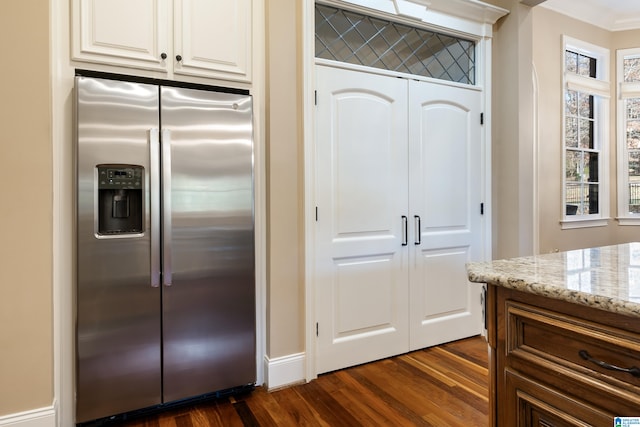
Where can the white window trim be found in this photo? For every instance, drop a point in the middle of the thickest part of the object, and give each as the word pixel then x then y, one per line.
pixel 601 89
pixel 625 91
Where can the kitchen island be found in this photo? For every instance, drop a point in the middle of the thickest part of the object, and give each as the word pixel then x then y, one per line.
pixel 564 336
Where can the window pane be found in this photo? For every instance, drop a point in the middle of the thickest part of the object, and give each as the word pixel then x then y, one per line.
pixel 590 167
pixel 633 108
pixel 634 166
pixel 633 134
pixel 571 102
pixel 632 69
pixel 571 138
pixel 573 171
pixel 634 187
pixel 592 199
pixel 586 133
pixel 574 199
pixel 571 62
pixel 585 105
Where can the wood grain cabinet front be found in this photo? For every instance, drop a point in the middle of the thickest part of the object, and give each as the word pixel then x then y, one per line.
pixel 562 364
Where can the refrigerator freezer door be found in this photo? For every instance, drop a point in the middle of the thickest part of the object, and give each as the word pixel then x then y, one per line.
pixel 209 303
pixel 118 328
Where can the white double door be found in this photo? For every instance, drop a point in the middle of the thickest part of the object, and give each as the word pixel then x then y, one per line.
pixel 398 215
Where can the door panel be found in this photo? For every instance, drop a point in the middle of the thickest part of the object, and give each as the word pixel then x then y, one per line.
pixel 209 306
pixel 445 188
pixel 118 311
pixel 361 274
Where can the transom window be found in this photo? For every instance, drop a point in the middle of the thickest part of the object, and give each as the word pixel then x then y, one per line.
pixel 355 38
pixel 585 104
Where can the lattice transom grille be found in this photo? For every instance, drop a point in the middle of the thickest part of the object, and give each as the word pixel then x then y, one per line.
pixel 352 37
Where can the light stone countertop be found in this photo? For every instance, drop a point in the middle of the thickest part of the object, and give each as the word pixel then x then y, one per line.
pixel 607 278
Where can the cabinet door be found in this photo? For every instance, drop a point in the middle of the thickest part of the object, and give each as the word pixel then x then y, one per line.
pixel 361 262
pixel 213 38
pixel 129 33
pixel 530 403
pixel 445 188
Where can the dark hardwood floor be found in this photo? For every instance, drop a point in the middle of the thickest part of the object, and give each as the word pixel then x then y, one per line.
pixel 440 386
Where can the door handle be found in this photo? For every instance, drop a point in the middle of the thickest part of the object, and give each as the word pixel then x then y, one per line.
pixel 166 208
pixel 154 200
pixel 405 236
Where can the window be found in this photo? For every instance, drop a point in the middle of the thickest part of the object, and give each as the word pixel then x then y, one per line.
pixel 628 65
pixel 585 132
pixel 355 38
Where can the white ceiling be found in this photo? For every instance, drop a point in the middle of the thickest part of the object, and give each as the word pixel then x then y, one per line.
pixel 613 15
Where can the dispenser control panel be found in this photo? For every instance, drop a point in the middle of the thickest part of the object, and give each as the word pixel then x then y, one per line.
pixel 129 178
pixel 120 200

········

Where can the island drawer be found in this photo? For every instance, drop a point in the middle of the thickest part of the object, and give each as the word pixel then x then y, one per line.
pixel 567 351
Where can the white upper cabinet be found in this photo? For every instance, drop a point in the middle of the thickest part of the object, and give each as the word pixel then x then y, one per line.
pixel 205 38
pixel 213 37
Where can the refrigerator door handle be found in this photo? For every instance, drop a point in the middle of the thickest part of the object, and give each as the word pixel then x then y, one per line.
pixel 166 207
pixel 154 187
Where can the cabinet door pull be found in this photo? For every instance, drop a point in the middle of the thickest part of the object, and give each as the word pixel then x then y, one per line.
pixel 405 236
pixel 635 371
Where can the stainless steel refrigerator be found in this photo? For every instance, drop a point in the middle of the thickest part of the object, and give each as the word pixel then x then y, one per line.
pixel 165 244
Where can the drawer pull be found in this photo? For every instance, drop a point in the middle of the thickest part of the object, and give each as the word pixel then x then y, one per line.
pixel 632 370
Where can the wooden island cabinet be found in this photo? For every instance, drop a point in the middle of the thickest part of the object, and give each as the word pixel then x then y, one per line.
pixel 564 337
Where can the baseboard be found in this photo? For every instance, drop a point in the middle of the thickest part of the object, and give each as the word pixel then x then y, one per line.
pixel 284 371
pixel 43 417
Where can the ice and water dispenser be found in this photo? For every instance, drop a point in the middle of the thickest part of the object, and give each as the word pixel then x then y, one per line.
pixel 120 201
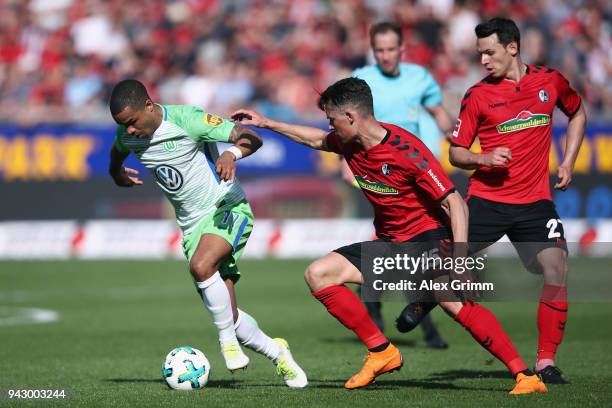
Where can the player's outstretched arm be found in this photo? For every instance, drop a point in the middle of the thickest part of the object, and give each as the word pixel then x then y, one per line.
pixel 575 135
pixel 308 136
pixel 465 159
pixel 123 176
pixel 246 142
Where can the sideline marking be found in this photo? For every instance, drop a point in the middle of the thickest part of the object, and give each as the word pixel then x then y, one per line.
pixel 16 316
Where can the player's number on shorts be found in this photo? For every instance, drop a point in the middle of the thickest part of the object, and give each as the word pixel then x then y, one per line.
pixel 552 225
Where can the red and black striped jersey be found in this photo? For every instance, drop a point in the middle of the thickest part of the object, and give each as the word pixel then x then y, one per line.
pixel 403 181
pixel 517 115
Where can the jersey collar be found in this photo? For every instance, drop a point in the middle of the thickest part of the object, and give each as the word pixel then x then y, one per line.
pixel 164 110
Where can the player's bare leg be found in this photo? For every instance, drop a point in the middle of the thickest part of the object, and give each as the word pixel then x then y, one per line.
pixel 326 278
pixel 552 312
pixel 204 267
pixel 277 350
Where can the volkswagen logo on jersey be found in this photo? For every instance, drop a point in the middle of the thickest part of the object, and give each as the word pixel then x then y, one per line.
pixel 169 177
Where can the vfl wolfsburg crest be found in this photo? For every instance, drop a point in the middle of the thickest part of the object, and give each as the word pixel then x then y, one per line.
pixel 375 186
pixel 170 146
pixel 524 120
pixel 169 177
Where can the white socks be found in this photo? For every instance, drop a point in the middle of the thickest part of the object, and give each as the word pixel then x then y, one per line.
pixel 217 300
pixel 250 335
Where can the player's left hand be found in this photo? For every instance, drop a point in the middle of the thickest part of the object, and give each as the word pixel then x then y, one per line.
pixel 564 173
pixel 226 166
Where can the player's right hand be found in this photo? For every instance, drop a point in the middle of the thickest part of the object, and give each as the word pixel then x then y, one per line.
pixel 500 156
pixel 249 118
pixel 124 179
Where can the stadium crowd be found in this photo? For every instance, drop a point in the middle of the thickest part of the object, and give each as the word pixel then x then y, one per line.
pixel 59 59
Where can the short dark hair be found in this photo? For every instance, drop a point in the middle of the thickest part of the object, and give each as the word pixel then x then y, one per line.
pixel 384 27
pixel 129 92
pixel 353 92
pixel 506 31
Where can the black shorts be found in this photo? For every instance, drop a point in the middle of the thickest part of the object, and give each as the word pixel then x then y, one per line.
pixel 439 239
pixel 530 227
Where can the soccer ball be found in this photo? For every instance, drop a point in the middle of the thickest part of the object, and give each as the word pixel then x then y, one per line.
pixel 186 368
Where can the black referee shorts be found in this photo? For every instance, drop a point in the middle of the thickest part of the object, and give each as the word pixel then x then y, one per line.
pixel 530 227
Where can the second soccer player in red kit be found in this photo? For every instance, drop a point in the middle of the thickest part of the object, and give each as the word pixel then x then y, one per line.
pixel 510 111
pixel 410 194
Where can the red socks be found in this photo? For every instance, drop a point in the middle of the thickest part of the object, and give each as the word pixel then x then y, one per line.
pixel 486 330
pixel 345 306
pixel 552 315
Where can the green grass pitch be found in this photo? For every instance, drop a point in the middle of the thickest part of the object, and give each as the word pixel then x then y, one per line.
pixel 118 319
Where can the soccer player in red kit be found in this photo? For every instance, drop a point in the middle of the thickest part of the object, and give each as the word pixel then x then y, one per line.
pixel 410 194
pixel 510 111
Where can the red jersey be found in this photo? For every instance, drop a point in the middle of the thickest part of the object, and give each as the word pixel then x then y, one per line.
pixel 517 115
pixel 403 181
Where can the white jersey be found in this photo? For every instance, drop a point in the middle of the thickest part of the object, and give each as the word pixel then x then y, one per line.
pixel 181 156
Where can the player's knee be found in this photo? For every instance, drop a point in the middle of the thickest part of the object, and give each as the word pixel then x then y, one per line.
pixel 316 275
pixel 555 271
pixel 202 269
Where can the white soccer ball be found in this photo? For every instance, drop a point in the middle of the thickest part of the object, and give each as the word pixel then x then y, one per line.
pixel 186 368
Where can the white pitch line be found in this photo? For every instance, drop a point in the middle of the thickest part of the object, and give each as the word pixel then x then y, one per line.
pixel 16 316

········

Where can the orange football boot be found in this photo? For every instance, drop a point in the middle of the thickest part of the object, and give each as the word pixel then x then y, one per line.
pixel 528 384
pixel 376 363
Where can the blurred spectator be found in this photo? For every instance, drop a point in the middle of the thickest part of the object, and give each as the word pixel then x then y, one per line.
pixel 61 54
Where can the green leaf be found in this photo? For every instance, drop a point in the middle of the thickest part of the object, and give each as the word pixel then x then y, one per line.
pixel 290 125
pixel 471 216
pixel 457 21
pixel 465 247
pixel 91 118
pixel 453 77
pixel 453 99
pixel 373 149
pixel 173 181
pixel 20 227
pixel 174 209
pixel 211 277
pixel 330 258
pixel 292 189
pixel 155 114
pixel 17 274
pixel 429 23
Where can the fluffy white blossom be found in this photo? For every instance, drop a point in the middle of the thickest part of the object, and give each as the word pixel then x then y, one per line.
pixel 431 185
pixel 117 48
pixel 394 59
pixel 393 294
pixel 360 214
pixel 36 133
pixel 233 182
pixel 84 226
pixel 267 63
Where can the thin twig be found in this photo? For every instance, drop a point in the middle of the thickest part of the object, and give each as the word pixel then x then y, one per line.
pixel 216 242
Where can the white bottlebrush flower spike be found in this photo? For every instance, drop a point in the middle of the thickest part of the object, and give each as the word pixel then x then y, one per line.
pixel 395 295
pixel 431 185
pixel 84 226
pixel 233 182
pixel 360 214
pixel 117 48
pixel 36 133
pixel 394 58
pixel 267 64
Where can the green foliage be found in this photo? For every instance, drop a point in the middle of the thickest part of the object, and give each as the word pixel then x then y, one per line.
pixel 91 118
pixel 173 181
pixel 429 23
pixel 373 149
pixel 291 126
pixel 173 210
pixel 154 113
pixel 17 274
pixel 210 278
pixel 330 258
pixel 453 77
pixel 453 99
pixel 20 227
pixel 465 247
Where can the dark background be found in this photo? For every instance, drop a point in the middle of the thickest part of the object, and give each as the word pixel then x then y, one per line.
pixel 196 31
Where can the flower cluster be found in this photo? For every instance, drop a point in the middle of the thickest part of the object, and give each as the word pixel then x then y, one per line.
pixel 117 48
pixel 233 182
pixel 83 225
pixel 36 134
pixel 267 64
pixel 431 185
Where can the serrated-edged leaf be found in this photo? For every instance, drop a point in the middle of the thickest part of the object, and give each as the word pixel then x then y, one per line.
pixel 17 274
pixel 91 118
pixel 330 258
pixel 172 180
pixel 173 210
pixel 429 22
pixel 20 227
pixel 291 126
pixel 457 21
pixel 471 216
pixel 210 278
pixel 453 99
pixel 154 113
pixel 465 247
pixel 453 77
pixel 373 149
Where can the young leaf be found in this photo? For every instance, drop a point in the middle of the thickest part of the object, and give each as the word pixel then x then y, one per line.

········

▶ Set task: Please list every line in the items above that contains the word "panel".

▶ The output:
Where can the door panel be found in this photo? For every instance, drop a point in the middle of the thickest part of the object, and give each as the word pixel then x then y, one per line.
Where can the dispenser control panel be found in this photo? For every instance, drop a point in the middle of the thickest part of the object, and give each as the word pixel then x then y, one per line.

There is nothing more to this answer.